[[ RECORDS SUPPLIED, beginning ]]
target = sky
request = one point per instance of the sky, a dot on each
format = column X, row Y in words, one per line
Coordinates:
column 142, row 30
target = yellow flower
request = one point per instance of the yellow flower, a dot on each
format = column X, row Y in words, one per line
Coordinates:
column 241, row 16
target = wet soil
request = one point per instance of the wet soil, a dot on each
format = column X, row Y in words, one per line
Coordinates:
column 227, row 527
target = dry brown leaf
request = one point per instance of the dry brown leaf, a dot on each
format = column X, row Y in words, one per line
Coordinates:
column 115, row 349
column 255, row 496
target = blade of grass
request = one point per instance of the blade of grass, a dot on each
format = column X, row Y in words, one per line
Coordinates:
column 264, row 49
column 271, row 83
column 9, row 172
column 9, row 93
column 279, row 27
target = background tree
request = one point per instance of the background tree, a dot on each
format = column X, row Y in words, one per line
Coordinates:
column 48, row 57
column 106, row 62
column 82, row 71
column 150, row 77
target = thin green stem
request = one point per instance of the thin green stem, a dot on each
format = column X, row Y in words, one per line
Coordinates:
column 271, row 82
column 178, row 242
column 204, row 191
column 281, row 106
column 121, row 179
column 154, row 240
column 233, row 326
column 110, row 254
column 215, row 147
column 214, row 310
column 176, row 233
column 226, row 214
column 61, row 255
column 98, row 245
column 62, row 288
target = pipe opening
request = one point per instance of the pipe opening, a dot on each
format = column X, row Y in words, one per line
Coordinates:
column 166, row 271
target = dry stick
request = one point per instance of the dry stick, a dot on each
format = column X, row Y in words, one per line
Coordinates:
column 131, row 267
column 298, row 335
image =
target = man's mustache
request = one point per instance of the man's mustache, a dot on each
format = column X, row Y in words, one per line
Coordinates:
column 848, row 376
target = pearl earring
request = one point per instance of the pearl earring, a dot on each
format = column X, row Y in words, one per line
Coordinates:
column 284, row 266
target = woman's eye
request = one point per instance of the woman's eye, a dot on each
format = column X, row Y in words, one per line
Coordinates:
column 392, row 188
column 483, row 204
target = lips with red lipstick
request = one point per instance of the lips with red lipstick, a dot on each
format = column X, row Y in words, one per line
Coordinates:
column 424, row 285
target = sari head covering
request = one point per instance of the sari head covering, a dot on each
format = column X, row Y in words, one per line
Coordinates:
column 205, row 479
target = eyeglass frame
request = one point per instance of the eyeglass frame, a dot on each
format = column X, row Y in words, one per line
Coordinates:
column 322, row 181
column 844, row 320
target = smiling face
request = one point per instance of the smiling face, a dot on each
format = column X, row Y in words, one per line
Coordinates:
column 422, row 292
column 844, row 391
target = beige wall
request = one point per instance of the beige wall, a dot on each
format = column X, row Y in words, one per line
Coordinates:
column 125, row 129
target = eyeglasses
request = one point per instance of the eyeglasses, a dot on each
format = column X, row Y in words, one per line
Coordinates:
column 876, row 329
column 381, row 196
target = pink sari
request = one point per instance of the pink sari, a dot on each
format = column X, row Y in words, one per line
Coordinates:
[[ RECORDS SUPPLIED, end ]]
* WHAT YOU WILL DO:
Using the line that contains "request = one point per instance of the eyeglass frame, a" as the first, reproduce each line exactly through the last line of the listing.

* EXPECTED OUTPUT:
request = one point per instance of the eyeglass frame, a dot on each
format = column X, row Y in words, one per line
Coordinates:
column 322, row 181
column 844, row 320
target = smiling face
request = one point per instance of the smiling face, a dot on each
format = column X, row Y in words, one per line
Coordinates:
column 422, row 292
column 844, row 391
target = beige wall
request = one point per instance of the beige wall, a dot on each
format = column X, row Y in words, one per line
Coordinates:
column 125, row 129
target = eyeglasses
request = one point per instance of the eyeglasses, a dot on each
format = column X, row Y in words, one per line
Coordinates:
column 876, row 329
column 381, row 196
target = pink sari
request = one point per instance of the pink sari, a dot on each
format = column X, row Y in words, one per line
Coordinates:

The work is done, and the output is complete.